Exercise prompt:
Return every line of the listing below unchanged, leaving out the pictures.

Picture region annotation data:

**********

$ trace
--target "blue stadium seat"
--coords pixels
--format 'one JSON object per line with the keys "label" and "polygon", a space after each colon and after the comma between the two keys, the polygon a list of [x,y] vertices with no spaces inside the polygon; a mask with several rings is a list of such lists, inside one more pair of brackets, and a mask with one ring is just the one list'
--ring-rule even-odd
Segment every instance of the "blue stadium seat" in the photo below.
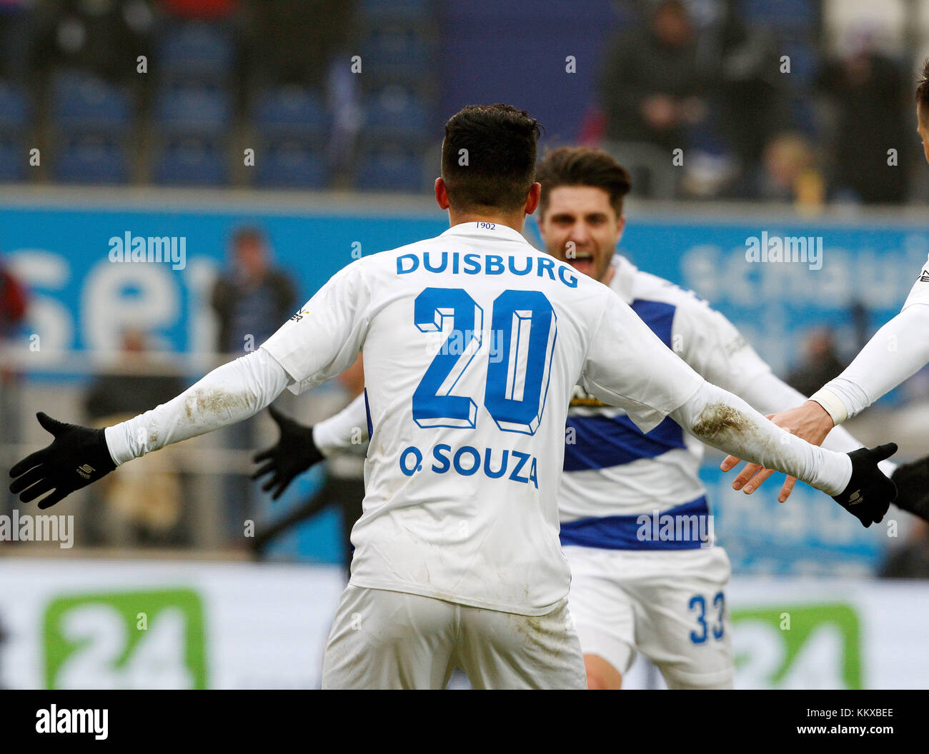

**********

The result:
$ trace
--target "blue stadium seat"
--coords pixels
--format 'one JSON object per line with the keys "label" and "polygon", a space after each colon and after the comma between the two keys, the polygon a list of [x,y] vertices with no spaces inside the polygon; a mask with several rings is a list of such lists, inside one more pair of brackets, and a mask with one ring is just the one list'
--ring-rule even-odd
Segment every instance of the "blue stadium seat" in the photo below.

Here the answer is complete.